--- WRITTEN PROBLEM ---
Reproduce all of the data that follows, character for character.

--- THE INPUT ---
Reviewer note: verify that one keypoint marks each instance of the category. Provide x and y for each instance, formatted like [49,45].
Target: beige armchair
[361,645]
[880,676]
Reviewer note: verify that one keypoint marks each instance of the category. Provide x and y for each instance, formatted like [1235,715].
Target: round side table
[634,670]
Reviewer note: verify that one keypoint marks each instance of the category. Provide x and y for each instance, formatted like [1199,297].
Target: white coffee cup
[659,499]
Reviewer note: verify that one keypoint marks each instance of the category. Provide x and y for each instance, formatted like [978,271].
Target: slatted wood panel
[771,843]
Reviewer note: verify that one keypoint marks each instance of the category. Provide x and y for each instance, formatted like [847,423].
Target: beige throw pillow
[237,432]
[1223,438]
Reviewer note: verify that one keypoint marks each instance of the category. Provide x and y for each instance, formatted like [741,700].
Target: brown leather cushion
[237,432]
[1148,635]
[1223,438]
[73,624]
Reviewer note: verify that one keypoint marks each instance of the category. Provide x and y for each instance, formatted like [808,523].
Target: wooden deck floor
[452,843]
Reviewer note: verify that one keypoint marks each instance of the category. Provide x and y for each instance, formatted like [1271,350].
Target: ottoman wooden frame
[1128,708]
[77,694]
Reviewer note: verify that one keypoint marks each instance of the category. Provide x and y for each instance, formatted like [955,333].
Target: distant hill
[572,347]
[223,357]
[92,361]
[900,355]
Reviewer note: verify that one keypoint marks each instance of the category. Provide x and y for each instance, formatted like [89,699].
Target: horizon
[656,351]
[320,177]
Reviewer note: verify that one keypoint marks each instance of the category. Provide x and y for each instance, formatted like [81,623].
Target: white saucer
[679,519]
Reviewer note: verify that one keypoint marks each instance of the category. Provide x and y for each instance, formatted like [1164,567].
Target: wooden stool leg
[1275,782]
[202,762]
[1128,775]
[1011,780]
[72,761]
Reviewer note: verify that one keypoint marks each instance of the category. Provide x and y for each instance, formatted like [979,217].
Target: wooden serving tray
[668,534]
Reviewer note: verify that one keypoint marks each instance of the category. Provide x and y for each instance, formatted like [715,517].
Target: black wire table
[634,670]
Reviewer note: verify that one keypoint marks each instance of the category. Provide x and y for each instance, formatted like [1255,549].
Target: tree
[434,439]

--- SOLUTION FOR THIS TASK ---
Reviewer note: verify that one keypoint marks each instance of the category. Provide x and y for each instance, formatted like [49,45].
Target: beige armchair
[361,645]
[880,676]
Reviewer note: verify that one keypoint marks each instance of the category. Provide x and y for each instance, formatted like [1235,715].
Target: round side table
[634,670]
Reviewer note: verify that one keypoint marks each instance of the category. Provide x and y for each instance, formatted like [1199,297].
Target: white coffee cup
[659,499]
Reviewer note: verify that one keypoint marks each instance of the category. Provide x and y for each instance, formatted like [978,271].
Target: slatted wood panel
[771,843]
Reviewer note: verify that one keypoint marks each instance of the category. Provide x and y for each instance, formatted like [847,423].
Target: beige throw pillow
[237,432]
[1223,438]
Reviewer note: verify that one keypoint marks each instance of the category. Provide x and y for each instance, formatted like [741,700].
Target: brown leather cushion
[237,432]
[1148,635]
[1223,438]
[73,624]
Reviewer note: verify that one keypoint marks each instance of the category. Provide x and y for each instance, formatted like [808,523].
Target: wooden deck floor
[452,843]
Reviewer note: verify that one keypoint marks each instance of the category. Provide x and y for each instance, formatted like [1271,350].
Target: ottoman wooden frame
[1128,708]
[77,694]
Reviewer note: verify that one keypoint marks each instance of the category. Provide x and y for each instance, formatted like [955,333].
Target: distant hill
[572,347]
[223,357]
[92,361]
[900,355]
Reviewer note: verify that one keypoint marks each instance of the category. Provide x and y for each instance, formatted like [89,699].
Target: horizon
[656,351]
[320,177]
Reviewer note: verify that one keypoint marks each instance of the category. Provide x and y for each instance, formatted like [81,623].
Target: white saucer
[679,519]
Reviewer note: verify that one keypoint marks each instance of the category. Provide x and y for each instance, formatted like [1164,567].
Target: wooden stool leg
[1275,782]
[202,762]
[1128,775]
[1011,780]
[72,761]
Reviewer note: verify that one keypoint marks each instance of the category. Provide x and y for each instance, formatted like [979,217].
Target: wooden serving tray
[668,534]
Reviewer note: verify that one keypoint marks each instance of the category. Provide x and y for each instance, formatted like [715,517].
Target: black wire table
[634,670]
Reviewer note: verify that one keypoint marks each instance of the category. Provide x and y for each instance, formatted like [1255,549].
Target: tree
[434,439]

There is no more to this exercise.